_PROBLEM DESCRIPTION_. Return all of the lines below exactly as they are.

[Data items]
====
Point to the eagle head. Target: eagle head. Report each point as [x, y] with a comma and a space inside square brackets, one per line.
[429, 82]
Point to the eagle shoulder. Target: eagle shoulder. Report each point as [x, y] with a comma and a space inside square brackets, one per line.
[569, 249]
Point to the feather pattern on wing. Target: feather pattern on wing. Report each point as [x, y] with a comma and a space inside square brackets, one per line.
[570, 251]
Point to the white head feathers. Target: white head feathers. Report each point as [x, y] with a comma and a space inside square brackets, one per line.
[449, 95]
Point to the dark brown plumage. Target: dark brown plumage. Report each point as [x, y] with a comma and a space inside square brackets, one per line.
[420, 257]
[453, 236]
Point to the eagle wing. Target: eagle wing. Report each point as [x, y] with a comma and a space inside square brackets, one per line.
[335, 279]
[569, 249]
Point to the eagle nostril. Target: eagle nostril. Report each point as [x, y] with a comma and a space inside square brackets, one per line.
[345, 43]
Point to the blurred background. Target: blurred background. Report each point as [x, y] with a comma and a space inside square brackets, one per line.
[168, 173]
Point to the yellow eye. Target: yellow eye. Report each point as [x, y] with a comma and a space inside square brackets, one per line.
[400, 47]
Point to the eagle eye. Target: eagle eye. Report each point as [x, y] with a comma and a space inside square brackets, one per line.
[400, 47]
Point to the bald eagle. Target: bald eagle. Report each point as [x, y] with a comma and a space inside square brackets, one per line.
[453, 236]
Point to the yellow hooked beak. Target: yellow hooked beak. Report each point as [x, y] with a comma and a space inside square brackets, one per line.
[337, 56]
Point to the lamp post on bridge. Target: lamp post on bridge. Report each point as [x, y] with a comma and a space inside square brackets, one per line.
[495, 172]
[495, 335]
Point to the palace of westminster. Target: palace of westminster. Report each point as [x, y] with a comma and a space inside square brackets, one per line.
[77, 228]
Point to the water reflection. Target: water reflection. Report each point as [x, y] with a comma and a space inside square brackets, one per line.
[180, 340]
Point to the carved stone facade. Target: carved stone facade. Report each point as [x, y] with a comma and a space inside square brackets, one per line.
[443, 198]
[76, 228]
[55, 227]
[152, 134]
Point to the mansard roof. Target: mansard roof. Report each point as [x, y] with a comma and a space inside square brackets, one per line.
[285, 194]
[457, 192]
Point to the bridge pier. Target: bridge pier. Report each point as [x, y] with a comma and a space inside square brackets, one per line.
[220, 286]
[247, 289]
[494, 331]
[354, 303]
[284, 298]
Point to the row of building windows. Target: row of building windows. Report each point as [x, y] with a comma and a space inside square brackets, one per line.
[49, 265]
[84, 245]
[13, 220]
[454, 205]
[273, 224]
====
_COMPLETED TASK_.
Point to the eagle head. Target: eagle head. Report each point as [x, y] with a comma and a space inside square brackets, one per line.
[429, 82]
Point to the eagle shoulder. Target: eagle shoulder. Report each point as [x, y] with a comma and a space inside square brackets, one per line.
[569, 249]
Point to the feather pattern on wing. Target: feather pattern on wing. Report each point as [x, y] with a comma and a space inside square brackets, one per line.
[570, 251]
Point to the white head feathers. Target: white head feathers. Report each point as [x, y] with a comma and a space inside square brackets, one per line.
[449, 95]
Point to the dark brown plumage. Target: dark brown plumage. Report each point as [x, y] with a comma and a space inside square brackets, one per line.
[420, 257]
[453, 236]
Point to the eagle wing. Target: eagle wing. Report each point as [x, y] with a comma and a space inside square brackets, one per line.
[335, 279]
[569, 249]
Point to the eagle nostril. Target: eagle nostril. Report each point as [x, y] with a comma and a space inside square brackets, one per line.
[345, 43]
Point to the blurred background. Target: blurred background. Report each point as [x, y] with a comma and a space inside square brackets, one per line.
[168, 173]
Point to the yellow eye. Target: yellow eye. Report each point as [x, y] with a comma and a space inside square brackets, one per line.
[400, 47]
Point to the eagle eye. Target: eagle eye. Report each point as [x, y] with a comma and a space inside square brackets, one per line.
[400, 47]
Point to the bald eagle. Target: bald eagle. Report each point as [x, y] with a comma and a space inside square brackets, one per line.
[453, 236]
Point to the yellow hooked beak. Target: yellow hooked beak. Report each point as [x, y] with a comma and a space inside square brackets, one per line.
[337, 56]
Point to the lamp post on bridge. Target: lamp post on bridge. Report each point as [x, y] with a comma and a space inside square brackets, one per line.
[495, 172]
[495, 335]
Point to the palace of westminster. Target: palace of westminster. Report each point as [x, y] with a comma and a space inside square brackets, one per line.
[77, 228]
Point to the water reflection. Target: water reflection. Report each point as [x, y] with a comma and a space inside square brackets, one per line.
[180, 340]
Point to the carved stone facade. Target: carved stone facade. Report each point as [x, y] with a comma and a space inside square brackets, one per line.
[443, 198]
[76, 228]
[55, 227]
[152, 134]
Point to the mansard roof. Target: mansard roof. Report each point as [x, y] with a comma and a space inside square brackets, one per line.
[285, 194]
[457, 192]
Point to the bridge pier. Target: bridge pier. Report each point as [x, y] with a comma and a space inside square brackets, one per line.
[220, 286]
[247, 289]
[494, 331]
[354, 303]
[284, 298]
Point to the row of building windows. Target: row of building windows. Report each point as [x, y] with a comma and a space inside square brackets, one per line.
[49, 265]
[84, 245]
[13, 220]
[454, 205]
[273, 224]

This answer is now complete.